— START THE INPUT —

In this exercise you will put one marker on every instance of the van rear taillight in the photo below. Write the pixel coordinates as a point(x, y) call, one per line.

— END THE INPUT —
— START THE INPUT —

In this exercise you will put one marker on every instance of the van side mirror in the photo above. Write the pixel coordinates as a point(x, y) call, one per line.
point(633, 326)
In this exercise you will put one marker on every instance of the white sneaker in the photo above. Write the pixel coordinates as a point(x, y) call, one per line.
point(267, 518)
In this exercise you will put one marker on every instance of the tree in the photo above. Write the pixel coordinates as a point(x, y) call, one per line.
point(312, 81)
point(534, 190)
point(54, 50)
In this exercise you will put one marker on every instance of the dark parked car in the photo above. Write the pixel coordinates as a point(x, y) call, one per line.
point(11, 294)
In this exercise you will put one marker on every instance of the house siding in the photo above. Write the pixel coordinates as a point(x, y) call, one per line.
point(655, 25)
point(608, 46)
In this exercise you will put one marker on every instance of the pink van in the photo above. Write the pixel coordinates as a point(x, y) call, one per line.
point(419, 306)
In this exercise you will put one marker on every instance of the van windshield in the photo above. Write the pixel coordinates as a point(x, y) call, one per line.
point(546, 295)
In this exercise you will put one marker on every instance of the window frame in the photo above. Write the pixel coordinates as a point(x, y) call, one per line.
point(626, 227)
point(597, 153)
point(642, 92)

— END THE INPUT —
— START THE INPUT —

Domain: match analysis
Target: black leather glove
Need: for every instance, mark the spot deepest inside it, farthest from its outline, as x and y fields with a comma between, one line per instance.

— END THE INPUT —

INSTRUCTIONS FOR THE TASK ▸ Copy the entries above, starting at the line that contains "of the tree" and ending at the line that contains "point(419, 306)", with both of those lines included.

EXERCISE RESULT ▸
In this exercise you will put one marker on every instance of the tree in the photo above. Write the pixel coordinates as a point(x, y) call, one per line.
point(312, 81)
point(534, 190)
point(54, 50)
In this exercise you will put one marker on every instance of the dark parked car in the photo above. Write the pixel coordinates as a point(x, y) call, one per line.
point(11, 294)
In this exercise you will put one marker on every instance of the house siding in the photo above. Write the pixel coordinates as a point(x, y) call, one per line.
point(655, 25)
point(608, 46)
In this exercise you will put one marker on every instance of the pink van in the photo above. Write the pixel coordinates as a point(x, y) call, one per line.
point(419, 306)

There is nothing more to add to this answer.